John_Anderson_at_Newstead

Reflections on John Anderson’s Inaugural Tim Fischer Oration

8 September 2022

6.7 MINS

The inaugural Tim Fischer Oration was delivered last month by former Deputy Prime Minister John Anderson, one of the finest and most decent people I have ever had the pleasure to meet.

This is also one of the greatest orations I have come across in modern times. Not for him, though, the use of towering and inspiring rhetoric like a Churchill or Lincoln, but how well he covers the issues outlining the serious situations we face, not least being the debasing of Western culture and its achievements!

But unlike many who merely bewail the situation, or throw rhetorical rocks at the culprits on the Left, he calmly outlines what the apostle Paul might have acknowledged as a “still better way”.

In true Conservative fashion, which has stood the test of time, proven true again and again, he makes the point that:

“In order to understand the future, one must begin with a solid understanding of the past.”

Postwar Malaise

After a brief summation of our remarkable achievements in World War I, he then outlines the general apathy in relation to war, as well as the gradual drift away from respect for the cultural achievements of the West in the 1930s. As an example, he cites:

“The famous Oxford pledge in February 1933, a debate at the Oxford Union Society in England, saw the motion that ‘this house will under no circumstances fight for its King and country’ passed by 275 votes against 153.”

And it is here that Anderson draws a parallel with our own age and cultural shift:

“Winston Churchill always maintained that the so-called Oxford Pledge, encouraged Hitler to believe that the West was becoming soft and degenerate, and that its young people no longer believed that their culture and its values were worth defending.

He wrote later that year that any society which failed to pass on to its young the story of their culture — its heroes, its religion — was in effect saying that that culture was null and void, thus leaving its young people without direction and meaning and purpose in life, and open to Karl Marx’s dictum that a people deprived of their history are easily persuaded.

Supplied information
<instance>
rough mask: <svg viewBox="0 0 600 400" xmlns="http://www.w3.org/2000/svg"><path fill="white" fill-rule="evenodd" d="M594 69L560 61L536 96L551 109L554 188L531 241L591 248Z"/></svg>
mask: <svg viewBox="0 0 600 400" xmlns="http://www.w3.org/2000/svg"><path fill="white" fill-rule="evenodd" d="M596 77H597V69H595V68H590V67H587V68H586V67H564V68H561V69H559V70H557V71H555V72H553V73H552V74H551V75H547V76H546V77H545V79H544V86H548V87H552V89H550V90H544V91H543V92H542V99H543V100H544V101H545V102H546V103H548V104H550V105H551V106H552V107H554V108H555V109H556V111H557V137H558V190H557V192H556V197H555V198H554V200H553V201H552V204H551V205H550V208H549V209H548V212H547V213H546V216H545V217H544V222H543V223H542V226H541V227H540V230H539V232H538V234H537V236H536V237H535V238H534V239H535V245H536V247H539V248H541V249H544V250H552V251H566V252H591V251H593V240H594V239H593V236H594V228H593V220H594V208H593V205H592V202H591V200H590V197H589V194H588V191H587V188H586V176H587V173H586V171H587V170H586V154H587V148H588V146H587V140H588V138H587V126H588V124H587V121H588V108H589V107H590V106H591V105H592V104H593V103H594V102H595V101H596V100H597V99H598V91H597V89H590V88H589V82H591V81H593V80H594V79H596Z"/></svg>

Requirement 1
In the reflections on John Anderson's oration, by what vote was the Oxford Union motion passed in February 1933?
Requirement 2
Condense the paragraph of the reflections on John Anderson's oration that begins "After a brief summation" into a single shorter sentence that keeps its main facts.
Requirement 3
Carry the reflections on John Anderson's oration forward from the last sentence shown.
The listing has no connection to the reflections on John Anderson's oration.

Written answer 1
It passed by 275 votes against 153.

Written answer 2
Anderson briefly sums up the achievements of World War I, then describes the general apathy toward war and the 1930s drift away from respect for the West's cultural achievements, and he gives an example.

Written answer 3
Churchill perceived that there were massive external forces which were being aided and abetted by the internal forces that were opposed to the leadership of the free world — in fact at war with its underlying values and precepts, and determined to overcome them.

Today, Walter Russell Mead powerfully makes the point that both Russia and China now believe that the West is so internally divided and degenerate that it is collapsing.

By contrast, Churchill believed that Britain still had moral fibre, when in his 1940 ‘Battle of Britain’ address he predicted a British victory because, in his words, “we are the most united of all the nations…and because we have been nurtured in freedom and individual responsibility and are the products, not of totalitarian uniformity but of tolerance and variety…

… unity, freedom, individual responsibility, tolerance, and variety: these, for Churchill, would crush the head of Nazism. Indeed, they did. But 80 years on and Western society appears to be losing the very strengths that Churchill praised, and at a time when new geo-political forces of evil are rising.”

He then outlines five significant factors which together explain how we have arrived at our own cultural “tipping point”, what he describes as “our fractured present”:

  1. A shift in our moral centre of gravity after WWII;
  2. A lack of emphasis in our educational system not just on civic understanding — how our political society works — but on civic appreciation;
  3. Our historical amnesia coupled with a ruthless focus on the darker moments of our history, with no attempt to explain the positive achievements;
  4. The growing generational and economic divide leading to intergenerational injustice;
  5. The rise of neo-Marxist and postmodern ideology — often called “wokeness”.

Solutions

Then, like the true Conservative that he is, he unpacks a number of plausible scenarios as well as what we should do in response. In general, he says that it comes from the courage to tell the truth, to speak truth — “courage culture is the only effective weapon against woke cancel culture”.

But he then goes one important step further:

“Cancel culture thrives when those who have the power to stop bullies don’t speak out. To speak out, of course, we have to turn up.”

When I reflect on the number of those who display that courage, a number of them represented in the pages of the Daily Declaration, I’m encouraged that a turn of the tide is possible. I’m equally encouraged by the number of high-profile left-of-centre liberal intellectuals, like James Lindsay and Douglas Murray, among others whom Anderson has interviewed on his Conversations podcasts who use their profiles to battle against the “Woke Uprising” and its attendant “cancel culture”.

Anderson continues:

“It will not just be a matter of telling the truth that forms part of the resistance. We live in an age of astonishing disengagement by far too many good citizens in the life of our nation. I suspect that without compulsory voting we’d have up to half the electorate not bothering to vote at all. I constantly meet disillusioned citizens who have belonged to political parties in the past that now say they do not want to be involved.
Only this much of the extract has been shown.